*** Opening Dataset entries ***

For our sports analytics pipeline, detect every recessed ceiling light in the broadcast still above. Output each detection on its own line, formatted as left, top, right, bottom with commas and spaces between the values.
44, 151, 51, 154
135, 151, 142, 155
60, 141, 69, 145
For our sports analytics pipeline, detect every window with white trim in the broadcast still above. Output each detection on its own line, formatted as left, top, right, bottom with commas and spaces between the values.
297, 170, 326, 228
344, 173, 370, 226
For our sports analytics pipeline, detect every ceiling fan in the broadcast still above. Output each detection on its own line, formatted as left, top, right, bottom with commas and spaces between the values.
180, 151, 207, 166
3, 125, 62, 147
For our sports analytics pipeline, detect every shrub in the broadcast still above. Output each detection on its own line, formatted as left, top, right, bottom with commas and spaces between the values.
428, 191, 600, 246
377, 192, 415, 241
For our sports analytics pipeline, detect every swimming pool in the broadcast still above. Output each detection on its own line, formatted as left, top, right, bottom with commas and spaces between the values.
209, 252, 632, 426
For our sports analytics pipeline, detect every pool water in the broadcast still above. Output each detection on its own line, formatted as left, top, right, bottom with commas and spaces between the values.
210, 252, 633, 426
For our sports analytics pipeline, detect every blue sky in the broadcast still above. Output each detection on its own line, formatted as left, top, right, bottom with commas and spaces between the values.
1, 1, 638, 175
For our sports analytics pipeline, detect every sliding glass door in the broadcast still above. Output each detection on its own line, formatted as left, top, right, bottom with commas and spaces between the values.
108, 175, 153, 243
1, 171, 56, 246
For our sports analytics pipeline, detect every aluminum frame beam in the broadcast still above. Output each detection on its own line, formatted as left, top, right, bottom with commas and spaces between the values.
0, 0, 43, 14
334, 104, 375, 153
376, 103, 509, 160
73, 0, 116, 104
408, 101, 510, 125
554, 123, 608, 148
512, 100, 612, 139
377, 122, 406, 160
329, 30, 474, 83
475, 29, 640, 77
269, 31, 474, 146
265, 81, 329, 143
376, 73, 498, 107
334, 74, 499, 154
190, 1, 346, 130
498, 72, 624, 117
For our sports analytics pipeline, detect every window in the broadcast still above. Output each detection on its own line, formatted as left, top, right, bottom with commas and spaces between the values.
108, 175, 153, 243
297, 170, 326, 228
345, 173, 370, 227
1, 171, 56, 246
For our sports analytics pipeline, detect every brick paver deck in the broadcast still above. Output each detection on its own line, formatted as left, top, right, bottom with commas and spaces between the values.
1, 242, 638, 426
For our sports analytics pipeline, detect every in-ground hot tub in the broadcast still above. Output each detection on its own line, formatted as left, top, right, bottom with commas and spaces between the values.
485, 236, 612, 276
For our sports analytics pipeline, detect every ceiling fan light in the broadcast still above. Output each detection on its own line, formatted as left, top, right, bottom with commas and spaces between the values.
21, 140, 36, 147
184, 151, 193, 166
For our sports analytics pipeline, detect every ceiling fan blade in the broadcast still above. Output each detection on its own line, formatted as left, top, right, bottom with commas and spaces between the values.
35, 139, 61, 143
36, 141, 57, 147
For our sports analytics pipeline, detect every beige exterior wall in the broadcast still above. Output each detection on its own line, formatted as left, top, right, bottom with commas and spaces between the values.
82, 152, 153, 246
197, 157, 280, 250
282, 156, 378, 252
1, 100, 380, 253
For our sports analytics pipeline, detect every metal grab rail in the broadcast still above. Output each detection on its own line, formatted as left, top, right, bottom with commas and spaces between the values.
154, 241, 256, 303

*** Closing Dataset entries ***

Give every entry back unchanged. Leave none out.

For our sports analytics pipeline, detect every recessed ceiling light in the broadcast still above. Output each detection on its own line, formatted as left, top, right, bottom with commas and spaces between the values.
44, 151, 51, 154
135, 151, 142, 155
60, 141, 69, 145
For our sports analytics pipeline, detect every window with white trim in the broadcast still above. Output each detection on its own line, formatted as left, top, right, bottom with commas and spaces between the values.
297, 170, 326, 228
344, 173, 370, 226
For our sports analytics pipeline, detect every ceiling fan in the broadcast still above. Output each detection on its own line, formatted as left, top, right, bottom with commas and spaces between the values.
180, 151, 207, 166
3, 125, 62, 147
For our sports analytics pipeline, detect every shrub in the broadcast still above. Output each detection on its own line, formatted as left, top, right, bottom with commas and spaces between the values.
428, 191, 600, 246
377, 192, 415, 241
For our sports analytics pipeline, detect every swimming pool in the broadcast still above. Output each detection on its own line, formatted as left, top, right, bottom with commas and spaces between the values.
209, 252, 632, 426
For our sports analytics pipeline, detect every pool water in the broadcast still above. Output each detection on its own line, formatted as left, top, right, bottom with commas and spaces between the values.
210, 252, 633, 426
For our sports analytics pipeline, detect every blue sky in the broadcast still above. Output each detection on its own line, formatted as left, top, right, bottom with commas and spaces between the values.
1, 1, 638, 175
For our sports analytics pipeline, detect every sliding glass door in the broadcast still above. Output each detection on its own line, formatted as left, top, right, bottom with commas and spaces between the values.
108, 175, 153, 243
1, 171, 56, 246
For our sports analytics pipeline, detect every aluminum frame beam in the broadcast still above. Output each detection on its own line, formatted as left, top, right, bottom with commas and spaces between the values.
0, 0, 43, 14
334, 104, 375, 153
376, 103, 509, 160
73, 0, 116, 104
408, 101, 510, 125
554, 123, 608, 148
512, 100, 612, 139
377, 122, 406, 160
329, 30, 474, 83
475, 29, 640, 77
269, 31, 474, 146
265, 81, 329, 143
376, 73, 498, 107
334, 74, 499, 154
190, 1, 346, 130
498, 72, 624, 117
For our sports analytics pipeline, detect every window in the broadcast still above. Output each detection on its own line, formatted as left, top, right, bottom with commas and spaces between the values.
108, 175, 153, 243
297, 170, 326, 228
345, 173, 370, 227
1, 171, 56, 246
For our sports analytics pipeline, detect every brick paver deck in the broadcast still above. Output each detection on its own line, formatted as left, top, right, bottom with commas and spaces between the values.
1, 242, 638, 426
For our sports analytics pipeline, detect every in-ground hot tub in the broadcast still above. Output each detection on its own line, formatted as left, top, right, bottom with commas and spaces between the values.
485, 236, 612, 276
For our sports analytics pipeline, detect every ceiling fan light in the broadcast still above. Output each detection on its own line, formatted as left, top, right, bottom with commas and spaces between the values.
21, 140, 36, 147
184, 151, 193, 166
For our sports analytics pipeline, detect every ceiling fan blade in the broadcast still above. Output each detection on its own line, formatted as left, top, right, bottom with commas and spaces between the values.
35, 139, 61, 143
36, 141, 57, 147
For our sports analytics pipeline, detect every beige exterior wall in the broadcast still above. Output each detection on its own line, formatted as left, top, right, bottom with commas and spaces between the values.
82, 152, 153, 246
197, 157, 280, 250
282, 156, 378, 252
1, 100, 380, 253
For our sports analytics pipeline, detect every metal grab rail in the broadcast still above. Output each detection on its own line, formatted as left, top, right, bottom with commas and spaces between the values.
154, 241, 256, 303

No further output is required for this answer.